== Given task ==
Copy the software review below from "Premiere Elements 4 has all" up to and including "Color us happy.", putting "reliability" wherever "stability" appears.

== Text ==
— Start —

Use the Editor to do almost everything else. One of our favorite (improved) features is Photomerge. Previously limited to creating horizontal panoramas, Photoshop Elements 6 now offers more panorama types, a Group Shop and face recognition functions which help detect and move people from one photo to another (so you can replace Uncle Joe mugging for the camera with Uncle Joe smiling for the camera), and Faces (which additionally provides smart tools for moving facial features — noses, moustaches, eyes, and so on — from one photo to another). The list of strengths in Photoshop Elements 6 goes on and on. The new Quick Selection tool is amazingly accurate, really easy to use and should prove to be a favorite even for people who previously learned to hate the Magic Wand, lasso and other traditional Photoshop Elements selection tools. It appears as though some of the intuitive and powerful image adjustment controls have been lifted from Adobe Lightroom, definitely an improvement. What else is there? The list is long — really long. If you can think of something to do with a photo or some portion or area of a photo — anything at all — chances are there's a function and control or tool in Photoshop Elements 6 to help you do it quickly and easily. Another new favorite is the Web publishing function which helps you select and layout photos in HTML format for uploading to a web site. There are a couple of dozen templates which make it easier than ever to asesmble, caption and create your own photo galleries online.

No matter how you use Photoshop Elements 6 and no matter what your level of technical knowledge or creative skill, the best thing new or relatively new users can do is to read the brief booklet supplied with the software. Then go out and get a good third-party tutorial book. Adobe provides a substantial online help system built into the software, but it doesn't contain any step-by-step tutorials to successively walk you through the main areas and tools in the software.

Premiere Elements 4

The horror that is video editing on the PC and Mac desktop becomes somewhat less scary when using Premiere Elements 4. Issues with incompatible codecs (the little compression/decompression filters which video editing and video display software use to create and interpret video file formats) exist with Premiere Elements 4 as they do with all other video editing and production software on the market (including the professional products). However, Premiere Elements 4 has advanced to the point where it no longer presents many of the problems which plagued its earlier versions. As a matter of fact, we rather enjoyed using Premiere Elements 4 during the review period, so much so that I've become a bit of a convert.

First things first. In the Adobe Photoshop Elements 6/Premiere Elements 4 retail box you will find a detailed Premiere Elements 4 product manual. Read it. I cannot emphasize this enough. If you don't read it, you will make mistakes. Video editing software, unless its unimpressively simple, requires knowledge of at least a bit of video editing jargon, terminology and workflow concepts. That's not to say that Premiere Elements 4 presents some enormous mountain to climb. On the contrary, the software is easier to use than ever before, but you have to read the manual.

Premiere Elements 4 has all the video editing and production power anyone could possibly want short of a professional editing suite. We liked the overall stability of Premiere Elements 4, which did not crash or freeze during several hours of daily testing and use throughout the three week review period. Multi-track audio editing, beat detection (a feature which detects musical rhythm in a song clip in order to automatically fade and finish the clip at the end of a scene), and audio rendering quality left us impressed even when using computers with on-board audio of questionable quality to begin with. Color us happy.

— End —

== Stored rows ==

— Start —

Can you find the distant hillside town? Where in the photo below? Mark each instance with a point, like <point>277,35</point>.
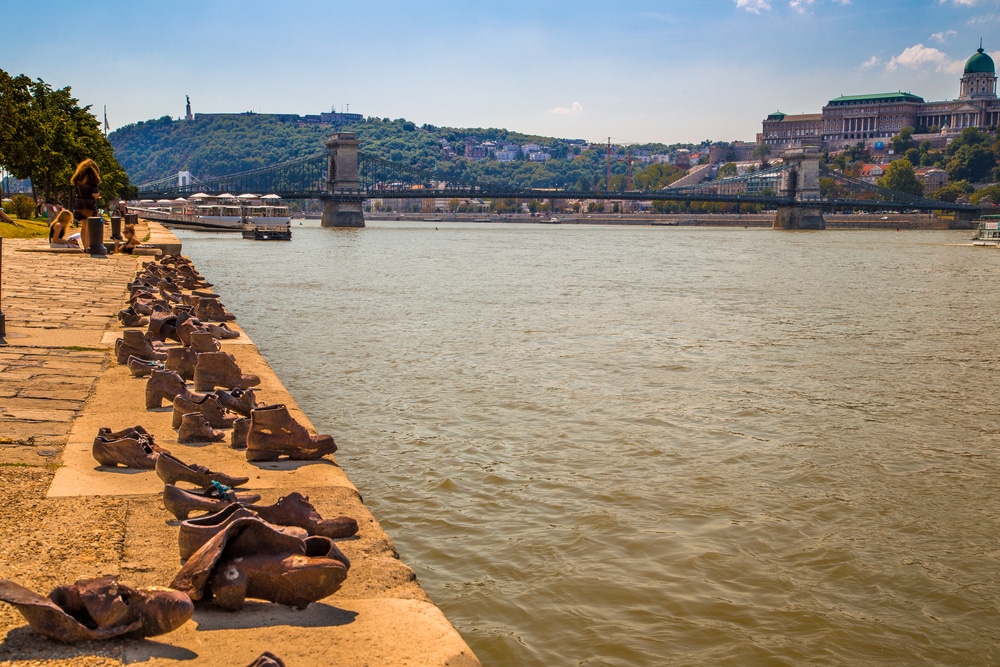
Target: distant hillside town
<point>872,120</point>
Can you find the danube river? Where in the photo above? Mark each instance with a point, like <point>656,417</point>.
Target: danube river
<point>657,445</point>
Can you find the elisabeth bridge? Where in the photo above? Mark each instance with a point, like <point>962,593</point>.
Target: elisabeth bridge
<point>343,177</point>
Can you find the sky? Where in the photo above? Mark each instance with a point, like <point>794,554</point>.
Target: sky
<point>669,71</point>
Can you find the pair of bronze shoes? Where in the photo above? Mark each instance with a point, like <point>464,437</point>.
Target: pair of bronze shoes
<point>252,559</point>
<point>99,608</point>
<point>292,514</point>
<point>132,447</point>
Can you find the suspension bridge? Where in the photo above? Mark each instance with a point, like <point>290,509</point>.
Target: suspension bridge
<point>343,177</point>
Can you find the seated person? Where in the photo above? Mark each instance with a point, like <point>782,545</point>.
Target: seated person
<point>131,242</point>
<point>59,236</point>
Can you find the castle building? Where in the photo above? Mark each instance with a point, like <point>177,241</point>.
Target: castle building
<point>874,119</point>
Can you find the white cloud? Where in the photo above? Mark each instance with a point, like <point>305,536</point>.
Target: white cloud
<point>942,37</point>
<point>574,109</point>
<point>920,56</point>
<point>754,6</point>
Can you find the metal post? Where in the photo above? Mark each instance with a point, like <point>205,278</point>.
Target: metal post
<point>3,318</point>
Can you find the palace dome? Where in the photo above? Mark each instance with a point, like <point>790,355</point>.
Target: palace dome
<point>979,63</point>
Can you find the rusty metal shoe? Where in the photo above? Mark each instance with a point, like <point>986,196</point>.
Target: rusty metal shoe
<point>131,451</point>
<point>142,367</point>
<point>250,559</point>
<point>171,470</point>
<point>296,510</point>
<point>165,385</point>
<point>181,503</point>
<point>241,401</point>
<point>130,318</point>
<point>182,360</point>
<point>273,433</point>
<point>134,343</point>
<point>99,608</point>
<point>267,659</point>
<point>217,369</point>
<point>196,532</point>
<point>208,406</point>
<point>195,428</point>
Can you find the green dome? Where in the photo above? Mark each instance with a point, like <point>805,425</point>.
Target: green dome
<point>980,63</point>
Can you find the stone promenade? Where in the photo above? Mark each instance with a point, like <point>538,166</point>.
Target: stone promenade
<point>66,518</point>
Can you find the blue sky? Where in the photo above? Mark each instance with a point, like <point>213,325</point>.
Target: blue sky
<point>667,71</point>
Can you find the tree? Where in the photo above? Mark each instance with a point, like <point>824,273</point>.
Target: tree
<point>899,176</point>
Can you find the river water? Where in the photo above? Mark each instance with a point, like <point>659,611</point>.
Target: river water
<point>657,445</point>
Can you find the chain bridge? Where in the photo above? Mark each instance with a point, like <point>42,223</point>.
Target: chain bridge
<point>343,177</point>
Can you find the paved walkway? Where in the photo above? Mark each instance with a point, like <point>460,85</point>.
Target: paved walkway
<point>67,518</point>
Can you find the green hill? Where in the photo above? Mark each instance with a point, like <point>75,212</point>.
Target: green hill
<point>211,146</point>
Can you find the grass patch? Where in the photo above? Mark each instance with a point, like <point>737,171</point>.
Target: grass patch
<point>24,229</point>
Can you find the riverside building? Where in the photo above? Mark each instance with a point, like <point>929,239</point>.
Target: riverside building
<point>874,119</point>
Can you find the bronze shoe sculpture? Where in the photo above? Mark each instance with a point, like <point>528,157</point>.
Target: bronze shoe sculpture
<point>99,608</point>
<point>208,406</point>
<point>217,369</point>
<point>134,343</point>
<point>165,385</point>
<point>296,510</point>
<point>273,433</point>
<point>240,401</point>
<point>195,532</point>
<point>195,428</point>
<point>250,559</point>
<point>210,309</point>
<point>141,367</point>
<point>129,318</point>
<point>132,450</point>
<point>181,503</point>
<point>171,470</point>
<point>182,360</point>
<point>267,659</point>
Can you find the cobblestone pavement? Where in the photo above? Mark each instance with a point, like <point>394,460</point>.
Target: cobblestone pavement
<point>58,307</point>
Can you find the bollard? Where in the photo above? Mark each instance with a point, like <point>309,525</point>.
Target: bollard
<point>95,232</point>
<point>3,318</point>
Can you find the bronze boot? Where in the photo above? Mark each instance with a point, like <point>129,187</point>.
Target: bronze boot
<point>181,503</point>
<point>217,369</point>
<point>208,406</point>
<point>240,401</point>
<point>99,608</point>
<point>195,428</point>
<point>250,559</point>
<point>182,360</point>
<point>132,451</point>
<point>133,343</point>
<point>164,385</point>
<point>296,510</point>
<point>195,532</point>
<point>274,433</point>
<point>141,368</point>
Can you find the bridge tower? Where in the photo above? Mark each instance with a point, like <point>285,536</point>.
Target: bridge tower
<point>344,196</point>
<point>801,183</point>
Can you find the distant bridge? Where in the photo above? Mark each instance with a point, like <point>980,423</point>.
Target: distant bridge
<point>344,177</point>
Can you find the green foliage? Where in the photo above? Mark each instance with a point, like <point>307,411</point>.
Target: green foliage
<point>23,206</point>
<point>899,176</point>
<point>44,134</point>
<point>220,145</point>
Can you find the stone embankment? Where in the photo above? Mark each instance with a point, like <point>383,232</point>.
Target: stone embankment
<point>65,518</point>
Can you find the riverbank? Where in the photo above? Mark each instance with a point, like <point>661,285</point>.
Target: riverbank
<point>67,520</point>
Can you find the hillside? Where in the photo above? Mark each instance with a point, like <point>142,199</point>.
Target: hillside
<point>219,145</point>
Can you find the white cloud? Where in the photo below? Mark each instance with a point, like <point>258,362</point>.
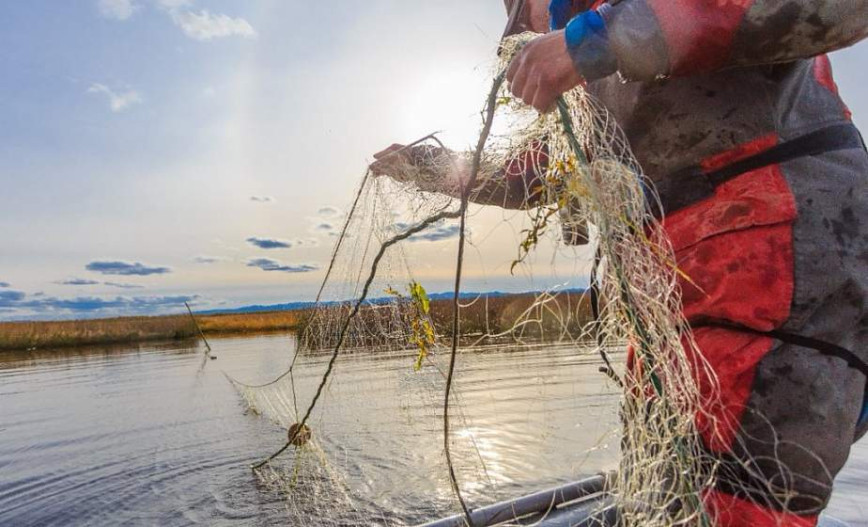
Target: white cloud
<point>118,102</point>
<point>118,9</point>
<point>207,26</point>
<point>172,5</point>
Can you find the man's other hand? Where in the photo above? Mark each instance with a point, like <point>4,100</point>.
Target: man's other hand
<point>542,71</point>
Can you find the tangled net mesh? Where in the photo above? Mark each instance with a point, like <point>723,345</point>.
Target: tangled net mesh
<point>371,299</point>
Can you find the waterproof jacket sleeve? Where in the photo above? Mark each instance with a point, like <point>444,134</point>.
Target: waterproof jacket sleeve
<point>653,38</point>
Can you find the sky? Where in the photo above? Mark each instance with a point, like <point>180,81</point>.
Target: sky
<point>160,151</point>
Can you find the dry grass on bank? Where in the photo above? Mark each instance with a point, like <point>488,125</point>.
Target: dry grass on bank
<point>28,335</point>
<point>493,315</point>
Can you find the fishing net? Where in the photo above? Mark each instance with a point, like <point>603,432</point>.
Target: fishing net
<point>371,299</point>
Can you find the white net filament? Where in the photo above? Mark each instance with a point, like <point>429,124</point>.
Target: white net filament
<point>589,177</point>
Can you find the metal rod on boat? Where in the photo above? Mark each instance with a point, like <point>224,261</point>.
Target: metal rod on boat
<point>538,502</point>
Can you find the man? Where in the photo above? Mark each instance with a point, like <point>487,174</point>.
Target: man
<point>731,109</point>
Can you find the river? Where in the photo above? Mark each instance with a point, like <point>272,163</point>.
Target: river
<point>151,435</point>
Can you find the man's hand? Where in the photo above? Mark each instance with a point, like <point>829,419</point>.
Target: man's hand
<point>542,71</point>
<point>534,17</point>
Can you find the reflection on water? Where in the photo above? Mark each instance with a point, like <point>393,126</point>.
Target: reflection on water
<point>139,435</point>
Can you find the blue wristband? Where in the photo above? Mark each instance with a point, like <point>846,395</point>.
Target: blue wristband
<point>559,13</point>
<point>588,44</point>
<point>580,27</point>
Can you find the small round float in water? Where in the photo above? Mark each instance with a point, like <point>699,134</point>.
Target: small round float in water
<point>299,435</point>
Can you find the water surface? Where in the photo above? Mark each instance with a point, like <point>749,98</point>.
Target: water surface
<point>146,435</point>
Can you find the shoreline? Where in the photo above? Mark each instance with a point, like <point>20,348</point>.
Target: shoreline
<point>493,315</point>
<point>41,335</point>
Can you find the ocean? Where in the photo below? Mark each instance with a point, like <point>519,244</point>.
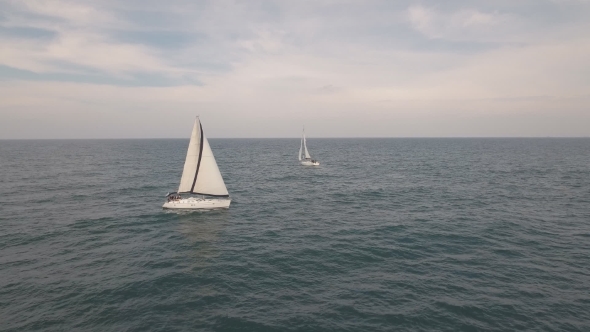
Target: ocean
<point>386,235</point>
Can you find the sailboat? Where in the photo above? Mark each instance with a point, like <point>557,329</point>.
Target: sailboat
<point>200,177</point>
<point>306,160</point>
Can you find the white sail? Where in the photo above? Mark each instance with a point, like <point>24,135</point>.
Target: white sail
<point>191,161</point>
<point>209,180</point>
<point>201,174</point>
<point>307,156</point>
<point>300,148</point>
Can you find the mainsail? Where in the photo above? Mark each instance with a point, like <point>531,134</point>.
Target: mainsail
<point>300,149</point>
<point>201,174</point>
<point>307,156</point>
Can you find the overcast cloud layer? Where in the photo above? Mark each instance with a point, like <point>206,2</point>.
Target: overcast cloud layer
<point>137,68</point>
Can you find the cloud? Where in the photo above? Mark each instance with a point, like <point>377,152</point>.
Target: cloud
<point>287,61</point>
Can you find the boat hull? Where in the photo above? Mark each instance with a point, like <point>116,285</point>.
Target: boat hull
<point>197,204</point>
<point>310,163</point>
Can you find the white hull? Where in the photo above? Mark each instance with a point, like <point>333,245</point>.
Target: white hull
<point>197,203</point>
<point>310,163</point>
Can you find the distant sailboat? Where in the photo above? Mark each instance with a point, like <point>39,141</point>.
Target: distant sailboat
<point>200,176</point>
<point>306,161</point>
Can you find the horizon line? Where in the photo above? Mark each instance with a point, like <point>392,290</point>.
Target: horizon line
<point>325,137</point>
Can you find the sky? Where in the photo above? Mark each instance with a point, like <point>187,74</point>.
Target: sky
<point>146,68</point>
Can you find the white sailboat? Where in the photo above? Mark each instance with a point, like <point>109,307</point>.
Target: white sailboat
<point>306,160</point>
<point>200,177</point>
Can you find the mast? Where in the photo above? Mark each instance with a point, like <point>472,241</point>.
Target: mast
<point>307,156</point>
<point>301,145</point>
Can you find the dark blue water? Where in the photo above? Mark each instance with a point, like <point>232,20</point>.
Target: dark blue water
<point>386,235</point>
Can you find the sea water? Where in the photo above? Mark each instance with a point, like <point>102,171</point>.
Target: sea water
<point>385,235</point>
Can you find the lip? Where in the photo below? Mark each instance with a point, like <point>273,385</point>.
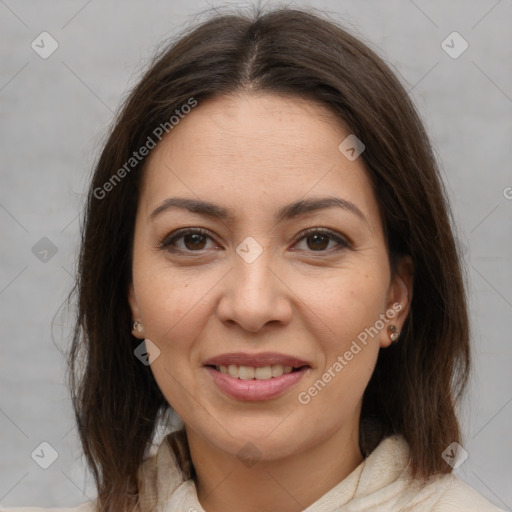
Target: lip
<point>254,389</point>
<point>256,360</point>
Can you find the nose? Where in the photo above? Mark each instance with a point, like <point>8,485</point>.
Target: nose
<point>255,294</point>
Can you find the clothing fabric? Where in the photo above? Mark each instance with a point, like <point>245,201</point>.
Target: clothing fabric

— End —

== Problem solution ==
Premiere Elements 4 has all the video editing and production power anyone could possibly want short of a professional editing suite. We liked the overall reliability of Premiere Elements 4, which did not crash or freeze during several hours of daily testing and use throughout the three week review period. Multi-track audio editing, beat detection (a feature which detects musical rhythm in a song clip in order to automatically fade and finish the clip at the end of a scene), and audio rendering quality left us impressed even when using computers with on-board audio of questionable quality to begin with. Color us happy.